→ Task to carry out:
Can you repeat, word for word, the part of the items below that opens with the line containing "Mark every instance of the bird's eye" and closes with the line containing "Target: green grass", both of those lines included?

→ Rows:
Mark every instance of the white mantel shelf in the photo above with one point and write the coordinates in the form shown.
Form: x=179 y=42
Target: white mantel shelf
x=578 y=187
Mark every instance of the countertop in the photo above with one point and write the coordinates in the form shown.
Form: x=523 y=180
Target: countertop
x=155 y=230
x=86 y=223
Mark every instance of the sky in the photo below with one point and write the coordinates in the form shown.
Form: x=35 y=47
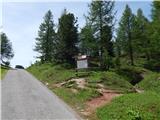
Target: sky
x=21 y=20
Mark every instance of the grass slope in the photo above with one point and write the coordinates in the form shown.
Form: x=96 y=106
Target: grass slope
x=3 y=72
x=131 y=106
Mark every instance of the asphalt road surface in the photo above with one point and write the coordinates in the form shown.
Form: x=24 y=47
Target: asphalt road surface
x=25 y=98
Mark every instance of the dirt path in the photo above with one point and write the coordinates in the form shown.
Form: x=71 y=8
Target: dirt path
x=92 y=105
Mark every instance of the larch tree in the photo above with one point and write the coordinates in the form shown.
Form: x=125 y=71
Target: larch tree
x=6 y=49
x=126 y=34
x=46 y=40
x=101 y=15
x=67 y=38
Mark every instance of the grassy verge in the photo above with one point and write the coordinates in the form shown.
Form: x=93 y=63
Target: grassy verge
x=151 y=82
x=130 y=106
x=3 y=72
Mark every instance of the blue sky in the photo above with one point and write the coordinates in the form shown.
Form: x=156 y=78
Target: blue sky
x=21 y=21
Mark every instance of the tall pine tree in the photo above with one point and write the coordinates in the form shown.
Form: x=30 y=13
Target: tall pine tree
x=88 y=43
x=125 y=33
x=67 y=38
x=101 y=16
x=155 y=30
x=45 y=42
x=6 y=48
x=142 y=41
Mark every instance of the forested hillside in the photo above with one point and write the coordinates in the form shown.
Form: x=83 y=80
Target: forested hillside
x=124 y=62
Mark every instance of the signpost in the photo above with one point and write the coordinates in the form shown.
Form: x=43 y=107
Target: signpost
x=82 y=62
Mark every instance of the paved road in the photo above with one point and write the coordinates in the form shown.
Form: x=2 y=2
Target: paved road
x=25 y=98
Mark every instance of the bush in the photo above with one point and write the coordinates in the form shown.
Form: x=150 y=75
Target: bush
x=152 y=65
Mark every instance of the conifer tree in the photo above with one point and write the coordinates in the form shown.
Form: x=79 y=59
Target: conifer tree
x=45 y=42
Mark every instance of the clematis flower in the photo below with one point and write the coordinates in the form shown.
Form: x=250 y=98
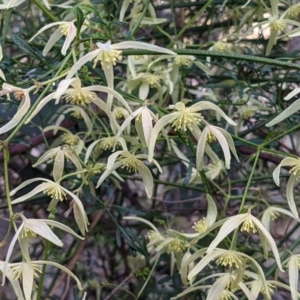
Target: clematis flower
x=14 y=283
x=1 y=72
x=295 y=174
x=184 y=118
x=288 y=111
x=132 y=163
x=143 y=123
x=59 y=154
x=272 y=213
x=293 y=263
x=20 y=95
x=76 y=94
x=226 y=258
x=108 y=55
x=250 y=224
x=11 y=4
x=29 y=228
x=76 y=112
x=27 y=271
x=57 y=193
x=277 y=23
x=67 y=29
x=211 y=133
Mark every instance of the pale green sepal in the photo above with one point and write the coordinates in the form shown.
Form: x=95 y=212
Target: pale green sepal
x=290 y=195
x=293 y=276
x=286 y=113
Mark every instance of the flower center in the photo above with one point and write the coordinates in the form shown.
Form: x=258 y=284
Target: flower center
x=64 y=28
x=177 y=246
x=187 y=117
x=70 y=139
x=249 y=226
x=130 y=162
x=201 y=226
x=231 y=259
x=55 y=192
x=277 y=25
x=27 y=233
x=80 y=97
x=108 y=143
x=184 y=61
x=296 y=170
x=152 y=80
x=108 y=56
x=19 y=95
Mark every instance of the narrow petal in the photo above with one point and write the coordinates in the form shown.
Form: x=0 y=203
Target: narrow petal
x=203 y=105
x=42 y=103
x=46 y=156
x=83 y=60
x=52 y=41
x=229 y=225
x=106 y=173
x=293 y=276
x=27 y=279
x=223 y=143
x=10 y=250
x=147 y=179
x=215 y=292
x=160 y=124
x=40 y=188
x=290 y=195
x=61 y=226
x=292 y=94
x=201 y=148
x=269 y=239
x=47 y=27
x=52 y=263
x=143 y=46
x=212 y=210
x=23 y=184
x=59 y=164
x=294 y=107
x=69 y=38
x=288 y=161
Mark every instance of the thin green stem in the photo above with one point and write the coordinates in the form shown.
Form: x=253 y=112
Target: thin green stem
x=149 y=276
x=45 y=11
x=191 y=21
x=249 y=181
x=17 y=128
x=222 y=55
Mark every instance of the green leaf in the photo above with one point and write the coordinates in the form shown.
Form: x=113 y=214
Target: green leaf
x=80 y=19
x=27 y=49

==

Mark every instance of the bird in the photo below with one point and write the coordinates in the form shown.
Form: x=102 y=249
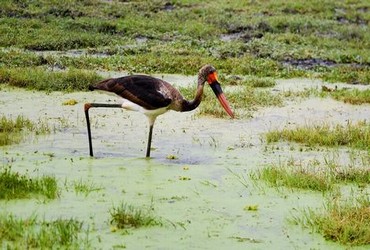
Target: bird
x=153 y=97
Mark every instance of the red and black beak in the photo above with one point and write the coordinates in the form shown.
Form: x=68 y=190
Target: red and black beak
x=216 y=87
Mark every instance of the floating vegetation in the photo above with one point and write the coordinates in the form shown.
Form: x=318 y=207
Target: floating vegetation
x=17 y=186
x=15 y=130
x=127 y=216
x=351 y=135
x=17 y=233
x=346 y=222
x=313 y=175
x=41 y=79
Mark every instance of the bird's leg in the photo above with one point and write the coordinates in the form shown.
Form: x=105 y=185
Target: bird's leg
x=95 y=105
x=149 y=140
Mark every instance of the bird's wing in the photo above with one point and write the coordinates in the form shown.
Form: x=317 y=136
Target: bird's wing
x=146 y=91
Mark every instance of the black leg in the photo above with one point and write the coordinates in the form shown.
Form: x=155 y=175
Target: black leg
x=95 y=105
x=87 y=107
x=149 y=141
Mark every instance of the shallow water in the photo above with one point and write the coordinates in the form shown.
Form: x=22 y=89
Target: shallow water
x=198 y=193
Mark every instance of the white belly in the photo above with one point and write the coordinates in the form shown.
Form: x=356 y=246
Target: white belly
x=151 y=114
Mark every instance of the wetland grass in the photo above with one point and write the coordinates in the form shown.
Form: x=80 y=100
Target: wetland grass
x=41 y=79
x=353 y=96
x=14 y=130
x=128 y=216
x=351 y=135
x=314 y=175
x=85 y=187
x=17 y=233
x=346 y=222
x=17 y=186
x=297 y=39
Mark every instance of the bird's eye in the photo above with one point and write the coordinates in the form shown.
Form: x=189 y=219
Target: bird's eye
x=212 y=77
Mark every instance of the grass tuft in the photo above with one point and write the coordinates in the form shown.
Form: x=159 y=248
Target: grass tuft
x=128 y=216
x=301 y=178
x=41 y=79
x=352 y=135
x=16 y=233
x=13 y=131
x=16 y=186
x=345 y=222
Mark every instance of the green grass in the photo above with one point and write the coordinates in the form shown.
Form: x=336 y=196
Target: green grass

→ Task result:
Mark every instance of the bird's eye in the photo above with one point and write the coordinates in the form shown.
Form: x=189 y=219
Target: bird's eye
x=212 y=77
Mark every instance of the grass tuft in the photo above with one point and write the coordinates in the form shown.
Form: x=159 y=248
Target: grass tuft
x=128 y=216
x=301 y=178
x=41 y=79
x=352 y=135
x=16 y=233
x=13 y=131
x=16 y=186
x=345 y=222
Mark every instance of the green grass in the photo above with one point and write the coordinates in the form shown.
Form: x=336 y=196
Target: green grass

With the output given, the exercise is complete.